* **DIRECTION**
Return all the entries exactly, keeping pictures out.
╔══
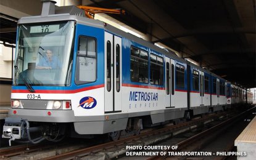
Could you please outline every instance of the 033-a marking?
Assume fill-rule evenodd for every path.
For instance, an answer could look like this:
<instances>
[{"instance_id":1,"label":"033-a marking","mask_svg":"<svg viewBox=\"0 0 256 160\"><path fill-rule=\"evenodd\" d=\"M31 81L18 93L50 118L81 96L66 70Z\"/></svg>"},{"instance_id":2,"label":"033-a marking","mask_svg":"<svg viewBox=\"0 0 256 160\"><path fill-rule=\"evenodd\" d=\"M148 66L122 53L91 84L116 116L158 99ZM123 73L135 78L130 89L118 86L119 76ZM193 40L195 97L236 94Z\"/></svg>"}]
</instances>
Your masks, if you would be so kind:
<instances>
[{"instance_id":1,"label":"033-a marking","mask_svg":"<svg viewBox=\"0 0 256 160\"><path fill-rule=\"evenodd\" d=\"M41 99L41 96L39 94L35 95L35 94L27 94L27 98L28 99Z\"/></svg>"}]
</instances>

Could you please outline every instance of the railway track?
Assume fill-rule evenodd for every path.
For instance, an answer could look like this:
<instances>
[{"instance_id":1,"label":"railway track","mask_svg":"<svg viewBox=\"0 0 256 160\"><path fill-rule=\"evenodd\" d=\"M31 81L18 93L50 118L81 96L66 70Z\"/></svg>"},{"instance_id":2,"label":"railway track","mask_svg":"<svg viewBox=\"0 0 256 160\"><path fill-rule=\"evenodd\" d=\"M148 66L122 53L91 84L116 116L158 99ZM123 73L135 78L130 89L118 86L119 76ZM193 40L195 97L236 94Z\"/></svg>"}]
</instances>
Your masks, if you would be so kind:
<instances>
[{"instance_id":1,"label":"railway track","mask_svg":"<svg viewBox=\"0 0 256 160\"><path fill-rule=\"evenodd\" d=\"M175 135L189 130L199 126L202 126L204 123L217 119L224 115L233 115L233 112L227 113L226 112L212 114L202 118L196 119L191 121L180 123L176 125L167 126L163 128L149 130L146 132L141 133L138 135L132 136L128 138L123 138L118 141L104 143L100 145L93 145L91 146L69 146L70 149L64 149L65 151L52 151L49 147L38 145L30 145L20 147L10 148L9 149L0 150L0 157L2 159L16 159L21 157L28 158L30 154L35 155L35 152L41 153L41 156L35 157L36 159L79 159L83 157L95 157L101 155L105 158L113 158L119 156L129 150L126 150L126 145L149 145L157 141L163 140L165 138L169 138ZM157 138L156 138L157 137ZM159 138L162 137L162 138ZM186 143L186 142L184 142ZM56 148L56 147L51 147ZM28 148L29 150L28 150ZM111 153L111 154L105 154L104 152ZM46 153L51 152L51 154ZM44 154L42 154L44 153ZM24 154L25 155L24 155ZM22 155L22 156L21 156ZM105 157L107 156L107 157ZM32 158L33 159L33 158Z\"/></svg>"},{"instance_id":2,"label":"railway track","mask_svg":"<svg viewBox=\"0 0 256 160\"><path fill-rule=\"evenodd\" d=\"M175 155L184 153L185 152L188 153L200 151L207 143L214 140L220 134L225 132L228 127L233 125L237 121L242 119L245 115L247 115L248 113L250 113L253 110L255 110L255 107L244 111L238 115L228 118L225 121L221 122L209 129L204 130L202 132L176 143L175 146L178 146L178 150L165 150L160 151L162 153L168 153L166 156L160 156L160 154L159 154L158 156L149 157L146 159L186 159L186 157L189 157L189 156L183 155L180 156ZM225 151L231 151L233 150L234 144L233 143L232 144L228 144ZM176 154L176 153L180 153ZM163 154L162 154L162 155ZM213 156L215 156L215 154L213 153L213 154L214 155ZM215 159L225 159L226 157L227 156L225 156L225 154L223 154L223 156L219 156Z\"/></svg>"}]
</instances>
╚══
* **ANSWER TO THE TASK**
Could you please outline every instance of the 033-a marking?
Assume fill-rule evenodd for every path.
For instance, an answer could look like this:
<instances>
[{"instance_id":1,"label":"033-a marking","mask_svg":"<svg viewBox=\"0 0 256 160\"><path fill-rule=\"evenodd\" d=\"M31 81L18 93L50 118L81 96L66 70Z\"/></svg>"},{"instance_id":2,"label":"033-a marking","mask_svg":"<svg viewBox=\"0 0 256 160\"><path fill-rule=\"evenodd\" d=\"M148 66L122 53L91 84L116 116L158 99ZM123 73L135 78L130 89L118 86L119 76ZM193 40L195 97L236 94Z\"/></svg>"}]
</instances>
Your masks, if you would be so kind:
<instances>
[{"instance_id":1,"label":"033-a marking","mask_svg":"<svg viewBox=\"0 0 256 160\"><path fill-rule=\"evenodd\" d=\"M41 99L41 96L39 94L35 95L35 94L27 94L27 98L28 99Z\"/></svg>"}]
</instances>

Could you please outline every instance of the railway track?
Assume fill-rule evenodd for every path.
For instance, an answer could look like this:
<instances>
[{"instance_id":1,"label":"railway track","mask_svg":"<svg viewBox=\"0 0 256 160\"><path fill-rule=\"evenodd\" d=\"M31 81L18 93L50 118L81 96L66 70Z\"/></svg>"},{"instance_id":2,"label":"railway track","mask_svg":"<svg viewBox=\"0 0 256 160\"><path fill-rule=\"evenodd\" d=\"M148 66L122 53L91 84L116 116L158 99ZM123 73L135 78L130 89L118 86L119 76ZM193 40L195 97L236 94Z\"/></svg>"}]
</instances>
Your masks, if you would be so kind:
<instances>
[{"instance_id":1,"label":"railway track","mask_svg":"<svg viewBox=\"0 0 256 160\"><path fill-rule=\"evenodd\" d=\"M175 135L189 130L199 126L202 126L204 123L217 119L224 115L233 115L233 112L227 113L226 112L212 114L202 118L196 119L191 121L180 123L176 125L167 126L163 128L149 130L146 132L141 133L138 135L132 136L128 138L123 138L118 141L104 143L100 145L93 145L91 146L69 146L70 149L64 149L65 151L52 151L49 147L38 145L30 145L20 147L10 148L9 149L0 150L0 157L2 159L16 159L21 157L28 158L30 154L35 155L35 152L41 153L41 156L35 157L36 159L79 159L83 157L95 157L101 155L105 158L113 158L119 156L129 150L126 150L126 145L149 145L157 141L163 140L165 138L169 138ZM157 138L156 138L157 137ZM159 138L162 137L162 138ZM186 143L186 142L184 142ZM56 148L56 147L51 147ZM28 148L29 150L28 150ZM111 153L111 154L105 154L104 152ZM46 153L51 152L51 154ZM44 154L42 154L44 153ZM24 154L25 155L24 155ZM22 155L22 156L21 156ZM105 157L107 156L107 157ZM32 158L33 159L33 158Z\"/></svg>"},{"instance_id":2,"label":"railway track","mask_svg":"<svg viewBox=\"0 0 256 160\"><path fill-rule=\"evenodd\" d=\"M175 155L184 153L185 152L188 153L200 151L207 143L214 140L220 134L225 132L228 127L233 125L237 121L242 119L245 115L247 115L248 113L250 113L253 110L255 110L255 107L244 111L238 115L228 118L225 121L221 122L209 129L204 130L202 132L176 143L175 146L178 146L178 150L165 150L160 151L162 153L168 153L166 156L160 156L160 154L159 154L158 156L149 157L146 159L186 159L186 157L189 157L189 156L183 155L180 156ZM225 151L231 151L233 150L234 144L233 143L232 144L228 144ZM176 154L176 153L180 153ZM163 154L162 154L162 155ZM213 156L215 156L215 154L213 153L213 154L214 155ZM215 159L225 159L226 157L227 156L225 156L225 154L223 154L223 156L219 156Z\"/></svg>"}]
</instances>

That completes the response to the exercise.